### EXERCISE DATA
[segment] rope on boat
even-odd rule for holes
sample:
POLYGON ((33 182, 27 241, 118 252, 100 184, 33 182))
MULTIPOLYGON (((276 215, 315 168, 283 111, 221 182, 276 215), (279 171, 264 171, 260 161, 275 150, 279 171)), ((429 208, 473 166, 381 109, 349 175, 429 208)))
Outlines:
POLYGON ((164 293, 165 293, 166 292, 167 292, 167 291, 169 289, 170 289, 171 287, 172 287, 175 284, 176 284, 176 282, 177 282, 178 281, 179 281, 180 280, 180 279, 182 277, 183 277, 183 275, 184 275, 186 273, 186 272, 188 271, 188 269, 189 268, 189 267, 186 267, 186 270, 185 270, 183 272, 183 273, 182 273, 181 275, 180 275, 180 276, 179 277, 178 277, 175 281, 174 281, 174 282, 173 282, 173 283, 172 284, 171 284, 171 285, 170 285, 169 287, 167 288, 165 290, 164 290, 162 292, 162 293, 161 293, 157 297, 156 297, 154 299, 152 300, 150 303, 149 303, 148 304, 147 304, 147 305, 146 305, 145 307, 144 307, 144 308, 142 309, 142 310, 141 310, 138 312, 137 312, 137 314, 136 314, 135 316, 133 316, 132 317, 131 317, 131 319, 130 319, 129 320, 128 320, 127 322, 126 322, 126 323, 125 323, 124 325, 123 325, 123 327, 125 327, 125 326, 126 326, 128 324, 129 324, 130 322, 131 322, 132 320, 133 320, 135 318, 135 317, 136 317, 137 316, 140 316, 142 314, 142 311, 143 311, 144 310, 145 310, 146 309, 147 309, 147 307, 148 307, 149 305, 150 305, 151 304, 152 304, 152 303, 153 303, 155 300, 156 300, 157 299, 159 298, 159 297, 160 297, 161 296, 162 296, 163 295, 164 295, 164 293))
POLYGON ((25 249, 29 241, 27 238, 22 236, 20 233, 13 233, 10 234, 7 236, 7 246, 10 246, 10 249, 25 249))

### PROBLEM TO SOLVE
Switch every "rope on boat" in the rows above to "rope on dock", and write the lines out again with nothing else changed.

### RESULT FOR THIS EXERCISE
[segment] rope on dock
even-odd rule for holes
sample:
POLYGON ((33 182, 27 241, 118 252, 100 184, 33 182))
MULTIPOLYGON (((276 215, 315 168, 283 111, 221 182, 276 215), (279 171, 264 171, 260 161, 275 150, 279 171)), ((429 208, 473 166, 381 109, 349 175, 429 208)))
Outlines:
POLYGON ((164 293, 165 293, 166 292, 167 292, 167 291, 169 289, 170 289, 171 287, 172 287, 175 284, 176 284, 176 282, 177 282, 178 281, 179 281, 180 280, 180 279, 182 277, 183 277, 183 275, 184 275, 186 273, 186 272, 188 271, 188 269, 189 268, 189 267, 186 267, 186 270, 185 270, 183 272, 183 273, 182 273, 181 275, 180 275, 180 276, 179 277, 178 277, 175 281, 174 281, 174 282, 173 282, 173 283, 172 284, 171 284, 171 285, 170 285, 169 287, 167 288, 165 290, 164 290, 162 292, 162 293, 161 293, 157 297, 156 297, 154 299, 152 300, 150 303, 149 303, 148 304, 147 304, 147 305, 146 305, 145 307, 144 307, 144 308, 142 309, 142 310, 141 310, 138 312, 137 312, 137 314, 136 314, 135 316, 133 316, 132 317, 131 317, 131 319, 130 319, 129 320, 128 320, 127 322, 126 322, 126 323, 125 323, 124 325, 123 325, 123 327, 125 327, 125 326, 126 326, 128 324, 129 324, 130 322, 131 322, 132 320, 133 320, 135 318, 135 317, 136 317, 137 316, 140 316, 142 314, 142 311, 143 311, 144 310, 145 310, 146 309, 147 309, 147 307, 148 307, 149 305, 150 305, 151 304, 152 304, 152 303, 153 303, 155 300, 156 300, 157 299, 159 298, 159 297, 160 297, 161 296, 162 296, 163 295, 164 295, 164 293))
POLYGON ((25 249, 29 241, 27 238, 22 236, 20 233, 13 233, 10 234, 7 236, 7 246, 10 246, 10 249, 25 249))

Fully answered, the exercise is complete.